WORK TASK> Lines from the records below that contain the word "overcast" are to be copied out.
[Start of Attachment]
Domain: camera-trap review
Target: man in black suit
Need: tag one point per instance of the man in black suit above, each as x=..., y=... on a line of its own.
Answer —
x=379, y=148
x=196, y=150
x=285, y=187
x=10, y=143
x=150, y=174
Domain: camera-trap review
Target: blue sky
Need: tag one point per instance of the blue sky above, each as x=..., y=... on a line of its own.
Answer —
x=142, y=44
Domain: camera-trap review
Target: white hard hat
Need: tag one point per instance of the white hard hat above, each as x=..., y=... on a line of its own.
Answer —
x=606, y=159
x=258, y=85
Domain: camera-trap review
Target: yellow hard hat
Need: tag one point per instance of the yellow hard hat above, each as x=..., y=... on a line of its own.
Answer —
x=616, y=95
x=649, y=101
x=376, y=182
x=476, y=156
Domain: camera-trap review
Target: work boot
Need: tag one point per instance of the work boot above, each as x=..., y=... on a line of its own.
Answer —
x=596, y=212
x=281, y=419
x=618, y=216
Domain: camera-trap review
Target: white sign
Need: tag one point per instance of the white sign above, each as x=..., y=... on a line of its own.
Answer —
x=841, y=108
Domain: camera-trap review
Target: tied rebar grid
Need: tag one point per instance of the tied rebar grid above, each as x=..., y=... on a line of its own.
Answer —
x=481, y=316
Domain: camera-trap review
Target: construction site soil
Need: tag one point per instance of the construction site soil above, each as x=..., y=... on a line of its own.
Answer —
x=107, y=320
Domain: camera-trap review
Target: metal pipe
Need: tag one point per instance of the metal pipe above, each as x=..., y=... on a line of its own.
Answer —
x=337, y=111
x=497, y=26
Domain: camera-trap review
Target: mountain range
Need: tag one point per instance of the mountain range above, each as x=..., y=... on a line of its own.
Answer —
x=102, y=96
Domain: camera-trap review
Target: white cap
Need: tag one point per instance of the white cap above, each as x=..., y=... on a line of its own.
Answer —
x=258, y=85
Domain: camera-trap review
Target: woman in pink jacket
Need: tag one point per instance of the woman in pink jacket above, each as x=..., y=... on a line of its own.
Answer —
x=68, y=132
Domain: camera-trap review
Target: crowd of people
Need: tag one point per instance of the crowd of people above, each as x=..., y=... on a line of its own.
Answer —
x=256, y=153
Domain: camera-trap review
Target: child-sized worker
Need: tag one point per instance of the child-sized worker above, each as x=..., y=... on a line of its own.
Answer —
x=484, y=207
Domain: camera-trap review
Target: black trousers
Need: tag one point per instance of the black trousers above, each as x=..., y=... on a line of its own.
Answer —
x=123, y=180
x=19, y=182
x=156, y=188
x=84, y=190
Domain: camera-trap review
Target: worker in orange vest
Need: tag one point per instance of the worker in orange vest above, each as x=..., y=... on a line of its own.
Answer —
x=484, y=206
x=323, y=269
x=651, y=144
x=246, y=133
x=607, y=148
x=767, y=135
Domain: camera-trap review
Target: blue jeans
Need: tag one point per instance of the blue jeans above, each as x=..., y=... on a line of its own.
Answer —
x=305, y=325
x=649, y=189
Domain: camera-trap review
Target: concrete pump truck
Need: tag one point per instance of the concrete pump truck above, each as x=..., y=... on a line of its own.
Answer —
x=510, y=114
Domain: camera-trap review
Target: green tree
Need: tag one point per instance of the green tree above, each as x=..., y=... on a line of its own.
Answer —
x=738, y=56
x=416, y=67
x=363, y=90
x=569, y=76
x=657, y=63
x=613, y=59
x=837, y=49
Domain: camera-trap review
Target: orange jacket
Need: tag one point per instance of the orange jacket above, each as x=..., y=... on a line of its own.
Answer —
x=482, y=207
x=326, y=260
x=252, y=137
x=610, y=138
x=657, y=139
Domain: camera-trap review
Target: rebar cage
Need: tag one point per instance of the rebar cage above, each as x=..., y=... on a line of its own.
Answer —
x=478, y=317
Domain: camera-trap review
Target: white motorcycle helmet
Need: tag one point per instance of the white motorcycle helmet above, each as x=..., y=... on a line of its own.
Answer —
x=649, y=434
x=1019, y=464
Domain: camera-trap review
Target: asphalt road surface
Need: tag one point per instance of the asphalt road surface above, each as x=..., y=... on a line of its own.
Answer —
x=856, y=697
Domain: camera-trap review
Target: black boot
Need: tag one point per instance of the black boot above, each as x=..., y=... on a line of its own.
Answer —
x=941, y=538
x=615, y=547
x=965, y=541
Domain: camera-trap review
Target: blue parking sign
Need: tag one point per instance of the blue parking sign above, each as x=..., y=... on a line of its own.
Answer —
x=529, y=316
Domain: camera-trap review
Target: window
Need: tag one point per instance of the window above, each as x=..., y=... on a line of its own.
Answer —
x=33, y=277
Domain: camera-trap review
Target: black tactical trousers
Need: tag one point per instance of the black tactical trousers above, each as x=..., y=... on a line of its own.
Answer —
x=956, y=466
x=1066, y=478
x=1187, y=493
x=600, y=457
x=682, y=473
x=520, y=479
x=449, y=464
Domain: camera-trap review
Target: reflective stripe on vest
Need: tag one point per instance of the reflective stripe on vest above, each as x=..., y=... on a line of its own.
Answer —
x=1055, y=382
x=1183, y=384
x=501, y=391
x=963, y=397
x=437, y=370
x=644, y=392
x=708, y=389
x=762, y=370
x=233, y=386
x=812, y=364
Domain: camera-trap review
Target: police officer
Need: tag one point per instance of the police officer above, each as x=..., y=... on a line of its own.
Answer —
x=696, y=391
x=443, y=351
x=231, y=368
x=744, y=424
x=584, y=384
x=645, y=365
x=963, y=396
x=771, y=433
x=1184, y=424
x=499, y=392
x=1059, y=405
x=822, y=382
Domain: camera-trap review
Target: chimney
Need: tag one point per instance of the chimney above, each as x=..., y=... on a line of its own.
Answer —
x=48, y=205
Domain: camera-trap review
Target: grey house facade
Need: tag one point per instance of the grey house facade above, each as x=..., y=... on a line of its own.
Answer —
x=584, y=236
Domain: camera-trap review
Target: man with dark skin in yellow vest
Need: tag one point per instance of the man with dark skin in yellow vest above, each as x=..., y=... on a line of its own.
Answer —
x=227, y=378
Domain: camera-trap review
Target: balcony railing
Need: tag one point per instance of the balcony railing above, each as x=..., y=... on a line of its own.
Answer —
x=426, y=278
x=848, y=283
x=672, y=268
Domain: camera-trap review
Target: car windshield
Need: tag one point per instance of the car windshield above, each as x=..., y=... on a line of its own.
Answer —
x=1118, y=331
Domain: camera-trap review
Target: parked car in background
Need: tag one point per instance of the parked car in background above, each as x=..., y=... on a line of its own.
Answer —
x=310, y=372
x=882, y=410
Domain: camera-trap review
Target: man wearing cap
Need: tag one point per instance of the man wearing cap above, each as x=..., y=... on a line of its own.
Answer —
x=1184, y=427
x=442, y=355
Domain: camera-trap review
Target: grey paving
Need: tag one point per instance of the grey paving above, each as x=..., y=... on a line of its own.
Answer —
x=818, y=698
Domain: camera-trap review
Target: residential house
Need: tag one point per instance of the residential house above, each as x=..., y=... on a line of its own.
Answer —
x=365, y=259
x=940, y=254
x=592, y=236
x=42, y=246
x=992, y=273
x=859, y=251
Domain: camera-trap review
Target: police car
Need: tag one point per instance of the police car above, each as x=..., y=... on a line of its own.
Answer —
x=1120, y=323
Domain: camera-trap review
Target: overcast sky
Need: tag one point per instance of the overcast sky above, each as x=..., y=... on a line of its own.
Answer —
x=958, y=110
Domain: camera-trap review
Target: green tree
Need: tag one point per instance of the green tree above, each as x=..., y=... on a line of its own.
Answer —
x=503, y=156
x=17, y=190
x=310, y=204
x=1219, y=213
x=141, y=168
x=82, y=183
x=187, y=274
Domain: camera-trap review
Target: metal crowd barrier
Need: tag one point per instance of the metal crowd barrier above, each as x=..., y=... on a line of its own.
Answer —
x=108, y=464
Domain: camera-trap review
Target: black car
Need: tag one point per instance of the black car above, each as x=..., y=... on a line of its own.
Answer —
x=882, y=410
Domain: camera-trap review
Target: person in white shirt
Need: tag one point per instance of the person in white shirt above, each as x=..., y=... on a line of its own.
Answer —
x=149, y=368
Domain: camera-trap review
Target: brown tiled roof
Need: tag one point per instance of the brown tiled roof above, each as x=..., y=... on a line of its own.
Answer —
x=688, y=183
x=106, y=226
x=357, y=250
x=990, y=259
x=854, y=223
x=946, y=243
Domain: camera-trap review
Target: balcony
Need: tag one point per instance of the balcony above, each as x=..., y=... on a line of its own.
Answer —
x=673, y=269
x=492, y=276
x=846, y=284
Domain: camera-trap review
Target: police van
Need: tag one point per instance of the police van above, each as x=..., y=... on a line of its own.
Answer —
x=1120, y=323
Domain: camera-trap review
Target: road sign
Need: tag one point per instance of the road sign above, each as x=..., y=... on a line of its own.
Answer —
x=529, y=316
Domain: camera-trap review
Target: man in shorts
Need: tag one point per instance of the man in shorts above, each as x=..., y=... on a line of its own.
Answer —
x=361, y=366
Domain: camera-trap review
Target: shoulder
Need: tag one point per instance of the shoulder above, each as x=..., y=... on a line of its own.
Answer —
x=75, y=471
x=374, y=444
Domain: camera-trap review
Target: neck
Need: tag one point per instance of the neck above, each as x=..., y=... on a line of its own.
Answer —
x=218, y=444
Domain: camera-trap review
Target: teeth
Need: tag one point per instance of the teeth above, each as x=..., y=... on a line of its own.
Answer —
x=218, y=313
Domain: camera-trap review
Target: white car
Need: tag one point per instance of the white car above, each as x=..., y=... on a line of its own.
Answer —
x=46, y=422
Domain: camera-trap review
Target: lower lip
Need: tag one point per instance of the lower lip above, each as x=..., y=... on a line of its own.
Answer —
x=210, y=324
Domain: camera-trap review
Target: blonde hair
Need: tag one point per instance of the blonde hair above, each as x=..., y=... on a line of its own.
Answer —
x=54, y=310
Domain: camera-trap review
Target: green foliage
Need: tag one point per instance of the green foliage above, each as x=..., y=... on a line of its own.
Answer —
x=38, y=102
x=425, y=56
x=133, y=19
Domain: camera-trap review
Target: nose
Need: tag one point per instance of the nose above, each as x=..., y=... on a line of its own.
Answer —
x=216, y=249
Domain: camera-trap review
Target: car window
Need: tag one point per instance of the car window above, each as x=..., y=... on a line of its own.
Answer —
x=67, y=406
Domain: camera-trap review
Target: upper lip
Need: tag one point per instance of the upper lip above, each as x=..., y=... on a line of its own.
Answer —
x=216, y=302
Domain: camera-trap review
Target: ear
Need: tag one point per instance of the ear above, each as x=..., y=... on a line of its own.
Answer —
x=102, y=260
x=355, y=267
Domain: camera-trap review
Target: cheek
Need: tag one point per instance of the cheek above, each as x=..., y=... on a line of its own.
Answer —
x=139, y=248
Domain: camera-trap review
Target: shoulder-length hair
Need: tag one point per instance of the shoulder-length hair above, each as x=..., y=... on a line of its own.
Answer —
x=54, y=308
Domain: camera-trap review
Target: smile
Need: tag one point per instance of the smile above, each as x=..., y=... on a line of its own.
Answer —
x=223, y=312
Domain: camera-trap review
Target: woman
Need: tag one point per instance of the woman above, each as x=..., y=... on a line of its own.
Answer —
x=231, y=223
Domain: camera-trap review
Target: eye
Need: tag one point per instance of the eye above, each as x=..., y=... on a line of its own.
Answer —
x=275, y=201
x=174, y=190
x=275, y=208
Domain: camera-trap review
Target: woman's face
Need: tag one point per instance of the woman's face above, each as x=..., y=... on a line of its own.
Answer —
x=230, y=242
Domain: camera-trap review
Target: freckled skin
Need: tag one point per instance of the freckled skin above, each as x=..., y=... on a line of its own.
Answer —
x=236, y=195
[End of Attachment]
ANSWER SPACE>
Target: overcast sky
Need: tag one point per instance of the overcast sky above, each as x=..., y=... on a line of its own.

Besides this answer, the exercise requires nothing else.